**What is required:** Reproduce every line of the records below verbatim, changing nothing.

==== Information supplied

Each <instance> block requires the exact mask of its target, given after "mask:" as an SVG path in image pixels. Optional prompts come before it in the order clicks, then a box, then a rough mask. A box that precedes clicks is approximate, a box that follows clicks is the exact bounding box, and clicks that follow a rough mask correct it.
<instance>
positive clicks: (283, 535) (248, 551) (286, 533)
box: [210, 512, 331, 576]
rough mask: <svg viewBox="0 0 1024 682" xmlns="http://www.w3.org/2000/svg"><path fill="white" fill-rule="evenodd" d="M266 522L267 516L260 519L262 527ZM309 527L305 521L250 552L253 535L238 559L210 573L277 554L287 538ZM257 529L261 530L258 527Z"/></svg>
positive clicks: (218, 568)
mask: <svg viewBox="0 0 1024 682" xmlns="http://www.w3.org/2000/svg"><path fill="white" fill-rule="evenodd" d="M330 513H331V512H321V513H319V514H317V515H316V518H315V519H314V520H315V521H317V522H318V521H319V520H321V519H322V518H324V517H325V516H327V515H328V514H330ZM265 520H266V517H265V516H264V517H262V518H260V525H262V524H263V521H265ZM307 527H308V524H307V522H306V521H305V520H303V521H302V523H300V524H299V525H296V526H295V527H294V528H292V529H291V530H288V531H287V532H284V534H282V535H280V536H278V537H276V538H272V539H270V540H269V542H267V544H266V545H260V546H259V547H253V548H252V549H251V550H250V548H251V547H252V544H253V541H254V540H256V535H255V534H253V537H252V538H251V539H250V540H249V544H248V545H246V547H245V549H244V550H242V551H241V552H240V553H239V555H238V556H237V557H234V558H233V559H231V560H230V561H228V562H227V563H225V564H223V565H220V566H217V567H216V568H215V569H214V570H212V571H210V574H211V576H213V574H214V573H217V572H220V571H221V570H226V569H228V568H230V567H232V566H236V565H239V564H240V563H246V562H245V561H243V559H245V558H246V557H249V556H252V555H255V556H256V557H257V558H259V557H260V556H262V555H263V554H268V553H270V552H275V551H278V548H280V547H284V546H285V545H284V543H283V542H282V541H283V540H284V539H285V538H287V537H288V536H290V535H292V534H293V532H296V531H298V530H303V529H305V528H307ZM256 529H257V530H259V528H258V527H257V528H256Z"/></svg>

========

**Answer for the task:**
Each <instance> block requires the exact mask of its target, given after "mask:" as an SVG path in image pixels. Optional prompts come before it in the order clicks, then a box, then a rough mask. A box that precedes clicks is approximate, a box that follows clicks is the exact bounding box, and clicks that follow a rough mask correct it.
<instance>
positive clicks: (283, 535) (248, 551) (286, 533)
box: [210, 512, 331, 576]
rough mask: <svg viewBox="0 0 1024 682" xmlns="http://www.w3.org/2000/svg"><path fill="white" fill-rule="evenodd" d="M266 522L267 516L260 519L262 527ZM309 527L305 521L250 552L253 535L238 559L210 573L277 554L287 538ZM257 529L261 530L258 527Z"/></svg>
positive clicks: (218, 568)
mask: <svg viewBox="0 0 1024 682" xmlns="http://www.w3.org/2000/svg"><path fill="white" fill-rule="evenodd" d="M330 513H331V512H321V513H319V514H317V515H316V518H315V519H314V520H315V521H317V522H318V521H319V520H321V519H322V518H324V517H325V516H327V515H328V514H330ZM265 520H266V517H265V516H264V517H262V518H260V525H262V524H263V521H265ZM307 527H308V524H307V522H306V521H305V520H303V521H302V523H300V524H299V525H296V526H295V527H294V528H292V529H291V530H288V531H287V532H284V534H282V535H280V536H278V537H276V538H272V539H270V540H269V542H267V544H266V545H260V546H259V547H253V548H252V549H251V550H250V548H251V547H252V544H253V541H254V540H256V535H255V534H253V537H252V538H251V539H250V540H249V544H248V545H246V547H245V549H244V550H242V551H241V552H240V553H239V555H238V556H237V557H234V558H233V559H231V560H230V561H228V562H227V563H225V564H223V565H220V566H217V567H216V568H215V569H214V570H212V571H210V574H211V576H213V574H214V573H217V572H220V571H221V570H226V569H228V568H230V567H232V566H236V565H239V564H240V563H246V562H245V561H243V559H245V558H246V557H249V556H252V555H255V556H256V557H257V558H259V557H260V556H262V555H263V554H268V553H270V552H275V551H278V548H280V547H284V546H285V545H284V543H283V542H282V541H283V540H284V539H285V538H287V537H288V536H290V535H292V534H293V532H296V531H298V530H303V529H305V528H307ZM256 529H257V530H259V528H258V527H257V528H256Z"/></svg>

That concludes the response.